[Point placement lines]
☆ ☆ ☆ ☆ ☆ ☆ ☆

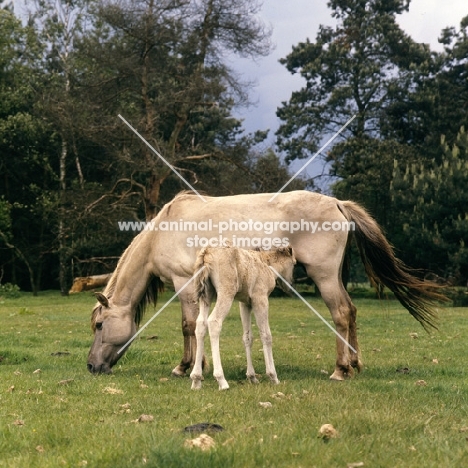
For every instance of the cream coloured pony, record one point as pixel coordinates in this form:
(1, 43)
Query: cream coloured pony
(316, 226)
(233, 273)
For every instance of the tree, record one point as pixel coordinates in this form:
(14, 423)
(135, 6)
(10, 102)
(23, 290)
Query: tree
(24, 166)
(160, 64)
(430, 204)
(356, 68)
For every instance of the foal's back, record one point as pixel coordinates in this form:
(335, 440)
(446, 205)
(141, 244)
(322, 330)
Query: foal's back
(237, 272)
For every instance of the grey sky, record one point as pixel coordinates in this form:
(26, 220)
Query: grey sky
(296, 20)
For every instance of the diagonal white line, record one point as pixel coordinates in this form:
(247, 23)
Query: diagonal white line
(160, 157)
(312, 158)
(160, 310)
(314, 311)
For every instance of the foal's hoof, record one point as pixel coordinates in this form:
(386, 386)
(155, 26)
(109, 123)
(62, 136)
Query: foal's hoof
(196, 384)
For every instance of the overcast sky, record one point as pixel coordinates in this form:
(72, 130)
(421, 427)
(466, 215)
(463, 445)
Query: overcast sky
(293, 21)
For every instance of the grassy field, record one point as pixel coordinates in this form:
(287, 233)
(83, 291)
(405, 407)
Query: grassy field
(408, 408)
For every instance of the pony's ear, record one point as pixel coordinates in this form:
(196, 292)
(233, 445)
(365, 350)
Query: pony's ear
(102, 299)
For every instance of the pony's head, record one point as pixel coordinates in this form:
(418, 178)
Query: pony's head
(113, 327)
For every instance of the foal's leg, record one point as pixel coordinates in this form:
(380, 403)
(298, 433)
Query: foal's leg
(245, 313)
(200, 332)
(215, 324)
(260, 308)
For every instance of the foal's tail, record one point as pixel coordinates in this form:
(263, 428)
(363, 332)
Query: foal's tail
(383, 268)
(202, 281)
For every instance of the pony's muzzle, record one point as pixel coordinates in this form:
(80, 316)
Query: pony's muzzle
(101, 369)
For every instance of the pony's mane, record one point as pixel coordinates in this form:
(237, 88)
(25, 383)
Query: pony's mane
(155, 285)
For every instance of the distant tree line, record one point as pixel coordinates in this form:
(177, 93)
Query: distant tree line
(405, 155)
(70, 169)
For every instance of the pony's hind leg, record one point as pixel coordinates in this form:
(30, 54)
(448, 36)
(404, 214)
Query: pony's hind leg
(247, 338)
(343, 313)
(215, 324)
(200, 331)
(260, 308)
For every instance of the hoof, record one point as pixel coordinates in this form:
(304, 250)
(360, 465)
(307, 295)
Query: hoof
(337, 376)
(178, 373)
(196, 384)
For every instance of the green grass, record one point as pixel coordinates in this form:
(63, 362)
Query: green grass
(383, 418)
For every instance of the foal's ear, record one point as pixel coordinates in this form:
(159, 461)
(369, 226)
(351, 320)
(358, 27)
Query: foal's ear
(102, 299)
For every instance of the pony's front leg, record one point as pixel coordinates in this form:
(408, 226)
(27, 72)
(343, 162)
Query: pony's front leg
(215, 324)
(189, 317)
(260, 308)
(247, 338)
(200, 331)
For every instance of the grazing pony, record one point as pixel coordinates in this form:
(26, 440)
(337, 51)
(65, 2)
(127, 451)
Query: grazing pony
(233, 273)
(319, 229)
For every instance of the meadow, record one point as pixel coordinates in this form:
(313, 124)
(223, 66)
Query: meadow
(408, 408)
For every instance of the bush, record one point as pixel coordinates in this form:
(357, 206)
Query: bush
(9, 291)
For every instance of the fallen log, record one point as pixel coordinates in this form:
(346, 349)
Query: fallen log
(85, 283)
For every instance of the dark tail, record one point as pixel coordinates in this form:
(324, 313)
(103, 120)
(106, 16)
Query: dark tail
(202, 281)
(383, 268)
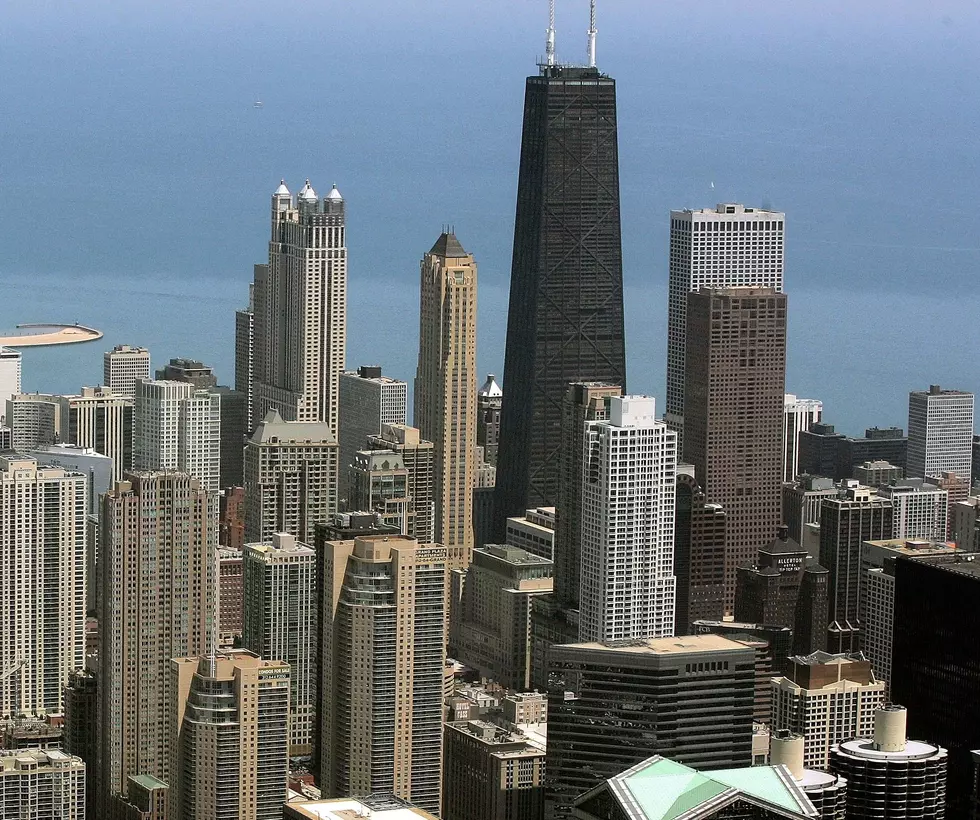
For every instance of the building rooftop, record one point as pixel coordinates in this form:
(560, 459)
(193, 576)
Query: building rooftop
(666, 646)
(448, 247)
(660, 789)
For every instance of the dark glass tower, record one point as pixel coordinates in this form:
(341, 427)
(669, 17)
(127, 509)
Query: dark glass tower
(566, 293)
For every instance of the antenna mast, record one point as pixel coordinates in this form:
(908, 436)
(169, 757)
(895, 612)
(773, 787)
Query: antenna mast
(549, 46)
(592, 33)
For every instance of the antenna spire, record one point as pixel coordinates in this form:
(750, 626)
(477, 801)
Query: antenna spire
(549, 46)
(592, 33)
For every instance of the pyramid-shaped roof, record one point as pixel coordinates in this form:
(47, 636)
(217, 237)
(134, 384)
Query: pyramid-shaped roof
(448, 246)
(660, 789)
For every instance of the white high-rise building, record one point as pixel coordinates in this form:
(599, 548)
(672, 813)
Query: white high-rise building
(123, 367)
(300, 309)
(9, 375)
(368, 401)
(798, 415)
(178, 427)
(627, 561)
(940, 433)
(280, 622)
(725, 247)
(921, 509)
(42, 583)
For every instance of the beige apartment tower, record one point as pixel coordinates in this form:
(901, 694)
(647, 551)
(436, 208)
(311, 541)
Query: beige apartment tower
(230, 747)
(42, 584)
(300, 309)
(445, 385)
(383, 620)
(290, 478)
(158, 550)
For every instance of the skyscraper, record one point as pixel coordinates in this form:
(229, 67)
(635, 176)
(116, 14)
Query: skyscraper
(381, 667)
(627, 563)
(490, 399)
(290, 478)
(300, 309)
(178, 427)
(699, 555)
(798, 415)
(940, 433)
(245, 349)
(42, 583)
(230, 730)
(280, 622)
(124, 367)
(9, 375)
(733, 406)
(845, 524)
(690, 699)
(368, 401)
(730, 246)
(445, 385)
(565, 321)
(158, 541)
(417, 457)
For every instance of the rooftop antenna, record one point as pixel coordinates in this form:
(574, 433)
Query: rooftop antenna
(549, 45)
(591, 33)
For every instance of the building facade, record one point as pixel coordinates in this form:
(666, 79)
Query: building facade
(493, 630)
(300, 309)
(798, 415)
(368, 401)
(940, 432)
(158, 538)
(382, 608)
(627, 560)
(828, 699)
(123, 368)
(280, 622)
(565, 319)
(733, 416)
(230, 746)
(290, 478)
(723, 247)
(42, 784)
(445, 385)
(178, 427)
(690, 699)
(42, 584)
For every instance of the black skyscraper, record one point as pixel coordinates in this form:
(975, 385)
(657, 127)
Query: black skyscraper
(566, 293)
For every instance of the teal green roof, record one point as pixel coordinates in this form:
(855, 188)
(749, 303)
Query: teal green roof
(660, 789)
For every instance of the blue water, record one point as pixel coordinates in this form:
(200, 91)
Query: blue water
(135, 173)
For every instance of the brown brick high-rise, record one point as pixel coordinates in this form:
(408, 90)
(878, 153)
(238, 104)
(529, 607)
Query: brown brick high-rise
(733, 406)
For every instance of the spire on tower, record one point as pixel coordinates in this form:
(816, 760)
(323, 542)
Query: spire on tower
(592, 33)
(549, 46)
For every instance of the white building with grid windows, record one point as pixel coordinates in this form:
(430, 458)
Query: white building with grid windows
(124, 367)
(728, 246)
(921, 509)
(798, 415)
(627, 559)
(42, 583)
(177, 427)
(280, 622)
(940, 433)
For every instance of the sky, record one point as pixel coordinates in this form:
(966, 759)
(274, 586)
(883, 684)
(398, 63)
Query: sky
(135, 171)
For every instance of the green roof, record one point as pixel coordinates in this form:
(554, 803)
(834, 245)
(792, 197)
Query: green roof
(661, 789)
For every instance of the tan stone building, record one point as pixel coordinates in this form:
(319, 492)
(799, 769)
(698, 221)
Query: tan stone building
(230, 742)
(382, 616)
(445, 386)
(290, 478)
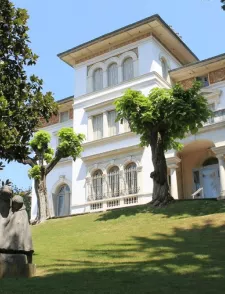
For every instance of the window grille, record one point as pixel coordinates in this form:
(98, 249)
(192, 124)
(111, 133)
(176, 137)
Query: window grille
(164, 68)
(98, 79)
(128, 69)
(131, 178)
(126, 126)
(61, 201)
(114, 182)
(204, 80)
(64, 116)
(112, 74)
(97, 185)
(112, 124)
(97, 127)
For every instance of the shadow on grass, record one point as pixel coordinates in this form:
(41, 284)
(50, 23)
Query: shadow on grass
(178, 209)
(185, 261)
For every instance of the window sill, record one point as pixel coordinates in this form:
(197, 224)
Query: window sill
(109, 139)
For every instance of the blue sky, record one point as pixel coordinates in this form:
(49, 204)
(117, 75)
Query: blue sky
(56, 26)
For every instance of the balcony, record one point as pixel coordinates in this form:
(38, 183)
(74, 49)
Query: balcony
(113, 185)
(219, 116)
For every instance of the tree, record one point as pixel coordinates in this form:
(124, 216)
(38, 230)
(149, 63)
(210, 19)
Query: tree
(22, 102)
(161, 118)
(223, 6)
(44, 160)
(26, 194)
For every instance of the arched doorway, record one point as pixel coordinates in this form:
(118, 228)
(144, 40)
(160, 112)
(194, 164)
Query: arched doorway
(199, 170)
(62, 201)
(208, 178)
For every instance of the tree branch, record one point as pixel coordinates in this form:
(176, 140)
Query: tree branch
(52, 164)
(30, 161)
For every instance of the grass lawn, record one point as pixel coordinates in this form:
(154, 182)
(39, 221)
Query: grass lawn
(178, 249)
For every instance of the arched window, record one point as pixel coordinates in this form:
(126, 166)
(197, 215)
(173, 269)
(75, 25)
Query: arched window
(62, 203)
(210, 161)
(112, 74)
(128, 69)
(98, 79)
(131, 178)
(165, 68)
(114, 181)
(97, 185)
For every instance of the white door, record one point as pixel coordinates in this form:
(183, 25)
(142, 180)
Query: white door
(210, 181)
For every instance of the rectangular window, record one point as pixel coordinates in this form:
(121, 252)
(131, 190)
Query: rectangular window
(64, 116)
(97, 126)
(212, 108)
(204, 80)
(126, 126)
(112, 124)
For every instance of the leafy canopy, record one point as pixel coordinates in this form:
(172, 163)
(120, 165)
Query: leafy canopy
(172, 113)
(22, 102)
(69, 145)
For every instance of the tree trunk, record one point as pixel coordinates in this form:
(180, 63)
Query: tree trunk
(161, 193)
(42, 200)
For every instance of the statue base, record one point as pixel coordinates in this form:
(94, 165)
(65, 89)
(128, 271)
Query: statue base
(15, 265)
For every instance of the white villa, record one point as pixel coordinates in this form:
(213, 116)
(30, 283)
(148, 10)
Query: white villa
(114, 171)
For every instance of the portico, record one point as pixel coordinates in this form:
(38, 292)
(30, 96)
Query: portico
(198, 171)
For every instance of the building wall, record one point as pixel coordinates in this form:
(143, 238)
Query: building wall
(148, 50)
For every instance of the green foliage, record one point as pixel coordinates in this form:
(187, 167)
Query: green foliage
(40, 141)
(172, 113)
(22, 102)
(70, 143)
(26, 194)
(48, 155)
(35, 172)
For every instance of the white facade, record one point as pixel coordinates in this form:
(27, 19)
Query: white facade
(114, 171)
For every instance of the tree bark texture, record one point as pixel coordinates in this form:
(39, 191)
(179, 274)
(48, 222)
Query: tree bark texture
(42, 200)
(161, 193)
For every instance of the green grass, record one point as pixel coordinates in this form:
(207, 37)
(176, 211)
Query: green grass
(178, 249)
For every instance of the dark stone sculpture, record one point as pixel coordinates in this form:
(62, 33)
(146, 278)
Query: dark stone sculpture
(16, 247)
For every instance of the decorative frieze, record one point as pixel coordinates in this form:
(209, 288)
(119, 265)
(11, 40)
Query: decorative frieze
(187, 83)
(217, 76)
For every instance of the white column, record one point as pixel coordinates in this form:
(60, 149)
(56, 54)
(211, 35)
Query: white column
(105, 79)
(219, 152)
(90, 129)
(173, 176)
(105, 125)
(120, 74)
(222, 173)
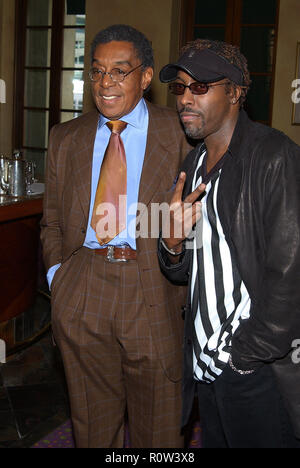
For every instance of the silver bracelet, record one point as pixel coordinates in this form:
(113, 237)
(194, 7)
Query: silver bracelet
(239, 371)
(170, 251)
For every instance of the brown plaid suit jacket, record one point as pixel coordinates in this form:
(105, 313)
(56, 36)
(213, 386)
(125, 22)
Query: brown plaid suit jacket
(66, 210)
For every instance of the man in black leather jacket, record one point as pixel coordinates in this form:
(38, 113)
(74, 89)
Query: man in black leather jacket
(242, 320)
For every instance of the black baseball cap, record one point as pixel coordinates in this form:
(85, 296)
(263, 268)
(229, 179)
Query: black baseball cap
(204, 65)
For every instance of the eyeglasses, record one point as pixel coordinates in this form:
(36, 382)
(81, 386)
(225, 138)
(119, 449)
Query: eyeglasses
(195, 88)
(115, 74)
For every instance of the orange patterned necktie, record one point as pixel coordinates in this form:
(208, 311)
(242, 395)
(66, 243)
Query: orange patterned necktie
(109, 212)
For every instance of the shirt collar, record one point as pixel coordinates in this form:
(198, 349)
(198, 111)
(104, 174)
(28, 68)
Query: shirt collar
(137, 117)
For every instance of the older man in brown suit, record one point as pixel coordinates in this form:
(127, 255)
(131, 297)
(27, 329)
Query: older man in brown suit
(116, 319)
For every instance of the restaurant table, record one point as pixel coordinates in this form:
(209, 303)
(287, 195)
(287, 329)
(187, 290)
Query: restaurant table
(20, 258)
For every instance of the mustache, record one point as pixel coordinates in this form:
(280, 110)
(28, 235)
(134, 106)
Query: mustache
(187, 109)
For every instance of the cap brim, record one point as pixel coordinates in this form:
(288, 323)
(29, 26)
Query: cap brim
(169, 73)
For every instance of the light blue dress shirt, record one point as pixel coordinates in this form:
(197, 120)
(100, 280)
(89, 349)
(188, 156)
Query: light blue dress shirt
(134, 138)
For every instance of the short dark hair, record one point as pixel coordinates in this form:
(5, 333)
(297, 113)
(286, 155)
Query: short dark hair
(123, 32)
(229, 52)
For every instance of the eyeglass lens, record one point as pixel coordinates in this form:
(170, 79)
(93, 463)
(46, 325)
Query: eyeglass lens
(195, 88)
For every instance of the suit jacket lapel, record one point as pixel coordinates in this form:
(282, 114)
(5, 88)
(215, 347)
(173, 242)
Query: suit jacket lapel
(81, 157)
(156, 156)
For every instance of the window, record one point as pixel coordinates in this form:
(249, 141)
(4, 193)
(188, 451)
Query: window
(49, 72)
(250, 24)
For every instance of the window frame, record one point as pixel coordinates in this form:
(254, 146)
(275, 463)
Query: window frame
(55, 69)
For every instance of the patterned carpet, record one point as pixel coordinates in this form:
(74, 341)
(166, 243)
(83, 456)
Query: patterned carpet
(62, 437)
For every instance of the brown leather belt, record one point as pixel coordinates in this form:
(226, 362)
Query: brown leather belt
(117, 254)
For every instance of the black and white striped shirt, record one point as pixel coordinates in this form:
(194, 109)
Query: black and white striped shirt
(219, 298)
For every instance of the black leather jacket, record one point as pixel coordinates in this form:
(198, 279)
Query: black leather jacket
(259, 208)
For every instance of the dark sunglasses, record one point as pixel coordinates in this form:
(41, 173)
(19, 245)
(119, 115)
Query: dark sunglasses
(195, 88)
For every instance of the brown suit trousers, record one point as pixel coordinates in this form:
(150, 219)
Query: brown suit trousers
(118, 326)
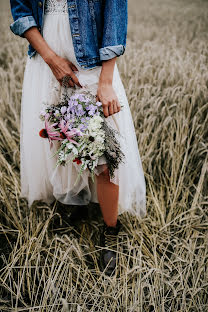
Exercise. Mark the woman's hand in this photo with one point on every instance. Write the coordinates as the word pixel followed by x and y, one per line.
pixel 64 69
pixel 105 92
pixel 107 96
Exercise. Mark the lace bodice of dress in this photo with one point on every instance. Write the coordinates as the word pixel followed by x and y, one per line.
pixel 56 6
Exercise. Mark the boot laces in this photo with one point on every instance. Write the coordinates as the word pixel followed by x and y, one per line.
pixel 110 237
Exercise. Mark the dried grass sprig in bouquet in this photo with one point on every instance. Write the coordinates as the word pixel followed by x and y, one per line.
pixel 79 124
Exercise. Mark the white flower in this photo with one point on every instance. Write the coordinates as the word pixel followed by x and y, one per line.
pixel 95 123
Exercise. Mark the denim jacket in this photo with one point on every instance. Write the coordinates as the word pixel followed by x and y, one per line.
pixel 98 27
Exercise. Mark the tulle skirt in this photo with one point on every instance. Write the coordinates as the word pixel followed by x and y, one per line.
pixel 40 178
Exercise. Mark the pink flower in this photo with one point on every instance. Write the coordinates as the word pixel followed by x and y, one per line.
pixel 65 134
pixel 49 132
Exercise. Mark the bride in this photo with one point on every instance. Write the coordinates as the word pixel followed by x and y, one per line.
pixel 78 42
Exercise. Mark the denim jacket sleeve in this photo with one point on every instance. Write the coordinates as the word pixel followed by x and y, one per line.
pixel 114 29
pixel 22 15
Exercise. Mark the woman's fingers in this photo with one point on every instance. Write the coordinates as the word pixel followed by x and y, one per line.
pixel 115 107
pixel 111 108
pixel 75 80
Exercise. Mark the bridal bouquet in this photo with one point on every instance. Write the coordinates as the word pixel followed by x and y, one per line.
pixel 79 124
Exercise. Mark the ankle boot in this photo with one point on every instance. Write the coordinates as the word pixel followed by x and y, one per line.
pixel 108 255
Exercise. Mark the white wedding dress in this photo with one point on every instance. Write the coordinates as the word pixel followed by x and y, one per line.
pixel 40 179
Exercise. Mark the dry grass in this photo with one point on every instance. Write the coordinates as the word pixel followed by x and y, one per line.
pixel 164 264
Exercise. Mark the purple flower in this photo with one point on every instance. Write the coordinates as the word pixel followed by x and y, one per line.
pixel 63 110
pixel 99 103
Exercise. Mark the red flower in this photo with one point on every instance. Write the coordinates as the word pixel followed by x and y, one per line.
pixel 77 160
pixel 43 133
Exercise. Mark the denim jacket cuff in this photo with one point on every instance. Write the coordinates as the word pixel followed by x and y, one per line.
pixel 110 52
pixel 22 24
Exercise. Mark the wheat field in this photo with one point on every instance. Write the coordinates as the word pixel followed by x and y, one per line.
pixel 163 258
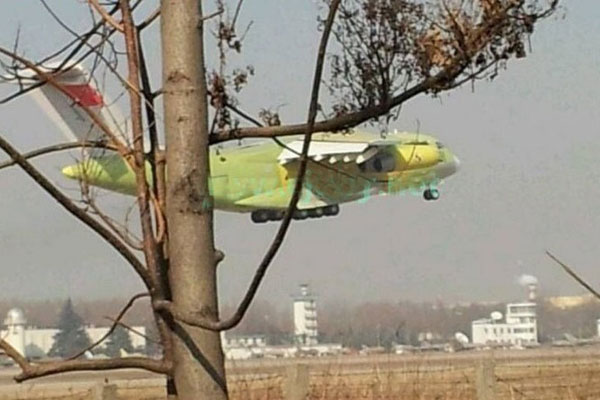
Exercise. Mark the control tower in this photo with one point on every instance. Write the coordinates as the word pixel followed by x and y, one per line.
pixel 305 317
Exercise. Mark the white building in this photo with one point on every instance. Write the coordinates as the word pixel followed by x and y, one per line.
pixel 519 328
pixel 36 343
pixel 305 317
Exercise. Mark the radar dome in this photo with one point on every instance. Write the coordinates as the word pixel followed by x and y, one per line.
pixel 15 317
pixel 461 338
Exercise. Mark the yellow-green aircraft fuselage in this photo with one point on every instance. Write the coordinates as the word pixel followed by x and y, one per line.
pixel 260 178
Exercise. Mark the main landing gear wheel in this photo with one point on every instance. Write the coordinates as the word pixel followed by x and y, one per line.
pixel 431 194
pixel 262 216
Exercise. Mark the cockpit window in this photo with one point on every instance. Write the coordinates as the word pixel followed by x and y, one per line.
pixel 383 162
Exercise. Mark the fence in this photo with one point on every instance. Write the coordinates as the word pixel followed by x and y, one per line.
pixel 485 377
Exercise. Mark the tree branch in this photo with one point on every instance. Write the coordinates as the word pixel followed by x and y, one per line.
pixel 80 214
pixel 105 15
pixel 285 223
pixel 40 370
pixel 574 275
pixel 56 148
pixel 116 321
pixel 32 371
pixel 345 121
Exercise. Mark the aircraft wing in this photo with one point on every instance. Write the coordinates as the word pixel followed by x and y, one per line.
pixel 333 151
pixel 279 199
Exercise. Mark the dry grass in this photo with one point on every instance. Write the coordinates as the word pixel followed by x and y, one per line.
pixel 568 375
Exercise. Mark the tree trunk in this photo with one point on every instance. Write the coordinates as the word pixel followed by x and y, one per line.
pixel 199 370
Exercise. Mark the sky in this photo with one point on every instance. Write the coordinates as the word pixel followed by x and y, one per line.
pixel 528 144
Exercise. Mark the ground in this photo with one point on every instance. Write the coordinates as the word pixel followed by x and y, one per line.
pixel 553 373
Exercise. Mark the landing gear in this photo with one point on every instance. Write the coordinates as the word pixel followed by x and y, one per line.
pixel 332 210
pixel 431 194
pixel 262 216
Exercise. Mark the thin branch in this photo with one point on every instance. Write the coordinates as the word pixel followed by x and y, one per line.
pixel 32 371
pixel 80 214
pixel 285 223
pixel 40 370
pixel 13 353
pixel 574 275
pixel 116 321
pixel 345 121
pixel 143 192
pixel 105 15
pixel 134 331
pixel 151 18
pixel 216 13
pixel 57 148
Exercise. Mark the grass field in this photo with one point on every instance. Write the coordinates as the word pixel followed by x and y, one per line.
pixel 568 374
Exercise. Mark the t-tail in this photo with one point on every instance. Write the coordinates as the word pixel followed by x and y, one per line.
pixel 65 108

☆ ☆ ☆ ☆ ☆ ☆ ☆

WORK TO BE COMPLETED: Reproduce verbatim the stretch of lines from the one containing "For every instance of the patterned" through the one containing "pixel 95 123", leaving out any pictures.

RESULT OF THE TASK:
For every instance of the patterned carpet, record one point as pixel coordinates in this form:
(74, 341)
(166, 243)
(83, 456)
Query: patterned carpet
(62, 437)
For every instance of the brown leather belt, record one point as pixel coordinates in this form:
(226, 362)
Query: brown leather belt
(117, 254)
For every instance of the black and white striped shirt, record one point as pixel coordinates in this form:
(194, 109)
Query: black and white striped shirt
(219, 298)
For every instance of the black leather jacket, record one point as pixel coordinates in this form:
(198, 279)
Query: black leather jacket
(259, 208)
For every instance of the dark sunglasses, record one point as pixel coordinates in this form:
(41, 173)
(19, 245)
(119, 115)
Query: dark sunglasses
(195, 88)
For every instance of the brown suit trousers, record one point as pixel coordinates in this form:
(150, 219)
Query: brown suit trousers
(118, 326)
Exercise. Mark the woman's hand in this photo with one point on every instance. Write the coordinates as the word pixel followed by x and y, one per line.
pixel 64 69
pixel 105 92
pixel 107 96
Exercise. Mark the lace bodice of dress in this photo with one point on every instance. Write the coordinates as the word pixel followed by x and y, one per line.
pixel 56 6
Exercise. Mark the boot laces in this photo with one point on every instance. Write the coordinates as the word pixel followed by x and y, one per line.
pixel 110 237
Exercise. Mark the dried grass sprig in bouquet in this photo with one point on every instance. Write the coordinates as the word pixel followed by x and y, one per line.
pixel 79 124
Exercise. Mark the white flower in this photo with one point on every instance. Write the coordinates as the word pixel followed by x and y, one per line.
pixel 95 123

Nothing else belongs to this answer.